_TASK DESCRIPTION_
Reproduce every line of the material below word for word, omitting the pictures.

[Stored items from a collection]
________

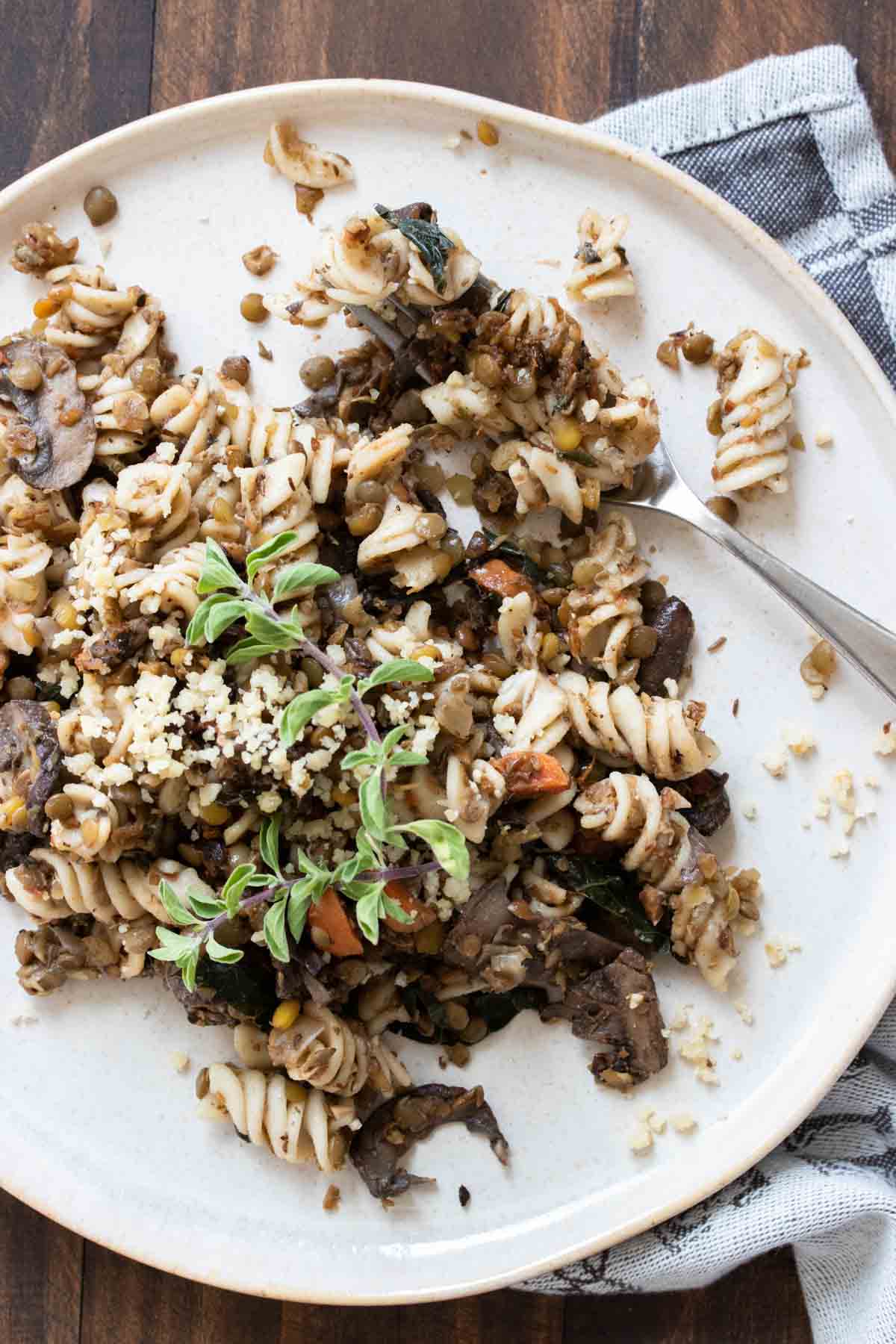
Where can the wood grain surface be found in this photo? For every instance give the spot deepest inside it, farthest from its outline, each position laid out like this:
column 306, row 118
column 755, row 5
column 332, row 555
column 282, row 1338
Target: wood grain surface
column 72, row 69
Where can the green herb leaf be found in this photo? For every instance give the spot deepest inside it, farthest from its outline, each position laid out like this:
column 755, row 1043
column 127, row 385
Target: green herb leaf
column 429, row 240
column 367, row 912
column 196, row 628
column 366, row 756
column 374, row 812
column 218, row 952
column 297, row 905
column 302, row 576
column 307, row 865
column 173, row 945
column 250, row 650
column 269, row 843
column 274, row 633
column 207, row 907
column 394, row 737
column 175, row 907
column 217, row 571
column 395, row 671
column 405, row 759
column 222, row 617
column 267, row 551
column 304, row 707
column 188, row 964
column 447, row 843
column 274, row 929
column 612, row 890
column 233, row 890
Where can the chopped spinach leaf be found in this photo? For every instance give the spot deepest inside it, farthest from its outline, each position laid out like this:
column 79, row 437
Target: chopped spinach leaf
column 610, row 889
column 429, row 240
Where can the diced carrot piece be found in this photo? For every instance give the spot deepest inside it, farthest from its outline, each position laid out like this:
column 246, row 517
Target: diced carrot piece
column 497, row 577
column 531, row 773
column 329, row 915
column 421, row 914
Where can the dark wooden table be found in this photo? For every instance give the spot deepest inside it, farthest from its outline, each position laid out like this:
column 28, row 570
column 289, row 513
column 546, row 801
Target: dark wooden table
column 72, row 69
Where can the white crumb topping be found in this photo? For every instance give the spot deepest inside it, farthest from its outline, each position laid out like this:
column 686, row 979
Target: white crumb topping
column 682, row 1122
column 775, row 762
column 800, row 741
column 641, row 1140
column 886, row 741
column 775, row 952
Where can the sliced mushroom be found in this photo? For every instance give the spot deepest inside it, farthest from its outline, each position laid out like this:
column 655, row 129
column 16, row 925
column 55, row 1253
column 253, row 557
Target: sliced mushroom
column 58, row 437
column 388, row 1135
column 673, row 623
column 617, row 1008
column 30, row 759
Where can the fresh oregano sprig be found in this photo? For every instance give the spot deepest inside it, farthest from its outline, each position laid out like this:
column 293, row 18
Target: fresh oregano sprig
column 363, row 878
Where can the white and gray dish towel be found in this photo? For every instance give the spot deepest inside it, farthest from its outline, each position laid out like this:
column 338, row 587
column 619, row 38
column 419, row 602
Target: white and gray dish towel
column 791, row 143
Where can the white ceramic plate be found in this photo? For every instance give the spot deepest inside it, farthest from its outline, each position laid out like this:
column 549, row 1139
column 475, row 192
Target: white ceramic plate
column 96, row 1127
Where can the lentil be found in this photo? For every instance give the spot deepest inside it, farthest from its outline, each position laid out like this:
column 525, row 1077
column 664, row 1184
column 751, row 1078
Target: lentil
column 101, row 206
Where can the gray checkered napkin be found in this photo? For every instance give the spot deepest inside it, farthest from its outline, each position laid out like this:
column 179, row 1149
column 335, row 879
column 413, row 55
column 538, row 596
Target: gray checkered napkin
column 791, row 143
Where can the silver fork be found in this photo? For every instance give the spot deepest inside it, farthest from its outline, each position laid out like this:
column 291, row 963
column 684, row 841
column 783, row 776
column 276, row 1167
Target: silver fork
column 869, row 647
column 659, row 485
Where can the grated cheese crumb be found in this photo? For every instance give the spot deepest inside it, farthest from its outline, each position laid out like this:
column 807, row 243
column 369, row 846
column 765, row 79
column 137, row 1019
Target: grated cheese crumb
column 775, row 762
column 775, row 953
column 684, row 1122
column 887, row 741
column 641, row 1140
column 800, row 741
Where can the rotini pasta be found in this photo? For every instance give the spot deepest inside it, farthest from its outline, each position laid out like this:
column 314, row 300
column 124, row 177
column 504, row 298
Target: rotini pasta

________

_ANSWER TO THE EXERCISE_
Where can the wood grain surface be found in this photo? For every instance give the spot deepest inside it, farthest from its outline, each position laid out like this:
column 306, row 118
column 755, row 5
column 332, row 555
column 282, row 1338
Target: wood grain surface
column 72, row 69
Where can the green herb leaf be found in this photo? For every instance give the spot deepest inside it, farthest from its outline, each position laid out like this:
column 755, row 1043
column 127, row 385
Target: green herb leaf
column 429, row 240
column 367, row 912
column 196, row 628
column 366, row 756
column 374, row 812
column 218, row 952
column 297, row 905
column 302, row 576
column 307, row 865
column 173, row 945
column 250, row 650
column 269, row 843
column 274, row 633
column 207, row 907
column 394, row 737
column 175, row 907
column 217, row 571
column 395, row 671
column 405, row 759
column 222, row 617
column 267, row 551
column 304, row 707
column 188, row 964
column 447, row 843
column 274, row 929
column 612, row 890
column 233, row 890
Where can the chopped spinach leaf be found in this photo? For every instance give the spot deepest inside it, farthest from its outline, each position laid out like this:
column 79, row 437
Target: chopped spinach leaf
column 610, row 889
column 429, row 240
Where can the diced carrot piece be found in this photo? For every instance give the spot deepest inside it, farthest from its outline, each position laid out like this:
column 246, row 517
Target: diced carrot piece
column 497, row 577
column 531, row 773
column 329, row 915
column 421, row 914
Where can the dark wooden table be found in this photo? For every instance give the spot deepest inside it, farthest from its outline, each position laid out like this:
column 28, row 570
column 289, row 513
column 546, row 801
Target: dark wooden table
column 72, row 69
Where can the white crumb topping be found in this photo? For every instance give the spot deepest inside it, farthest from its outline, each position laid out like this:
column 686, row 979
Target: white crumb topping
column 682, row 1122
column 775, row 762
column 800, row 741
column 641, row 1140
column 886, row 741
column 775, row 952
Where can the sliced mushroom be found in this photo? For every instance give the spot deepest inside it, farthest from its outline, each position laid out like this:
column 655, row 129
column 16, row 925
column 55, row 1253
column 253, row 557
Target: sliced mushroom
column 58, row 437
column 388, row 1135
column 673, row 623
column 617, row 1008
column 30, row 759
Where can the fresh oregano sprig be found in this photo? For every instance give the spot deepest inside it, farthest from its outline, each position laid out like this:
column 293, row 18
Target: fresh oregano sprig
column 363, row 878
Where can the white and gray dish towel be found in this photo? For every instance give the spot deepest inside it, farthest from its outline, each position laid out like this:
column 338, row 587
column 619, row 38
column 419, row 602
Target: white and gray dish towel
column 791, row 143
Where can the white ceramic plate be found in this photo? For every instance give the spot deepest inside it, farthest from its outline, each position laid out like this:
column 549, row 1139
column 475, row 192
Target: white ceramic plate
column 96, row 1127
Where can the lentil be found in this photo? For every instance give the spot deepest inside it, farthest from its outline, each position laid out like this:
column 525, row 1077
column 664, row 1184
column 751, row 1078
Target: lentil
column 101, row 206
Where can the gray checkered napkin be found in this photo? For every instance give the spot deepest inside it, farthest from its outline, each position laid out like this:
column 179, row 1149
column 335, row 879
column 413, row 55
column 538, row 596
Target: gray checkered napkin
column 791, row 143
Where can the silver fork be found in this photo? For every instance give the spot deepest inside it, farthest from its outline, each position laid out like this:
column 291, row 963
column 684, row 841
column 783, row 776
column 276, row 1167
Target: silver fork
column 869, row 647
column 659, row 485
Where can the grated cheese crumb be found in this photo? For every instance give the spot deepest inside it, farthest from its outline, each position laid out like this:
column 807, row 243
column 369, row 846
column 765, row 79
column 137, row 1019
Target: grated cheese crumb
column 775, row 762
column 775, row 953
column 684, row 1122
column 887, row 741
column 641, row 1140
column 800, row 741
Where can the rotini pasta be found in this photo? For every instance give the spot deepest inside it, farthest from its outline, each position laid out like this:
column 314, row 300
column 124, row 177
column 504, row 298
Target: rotini pasta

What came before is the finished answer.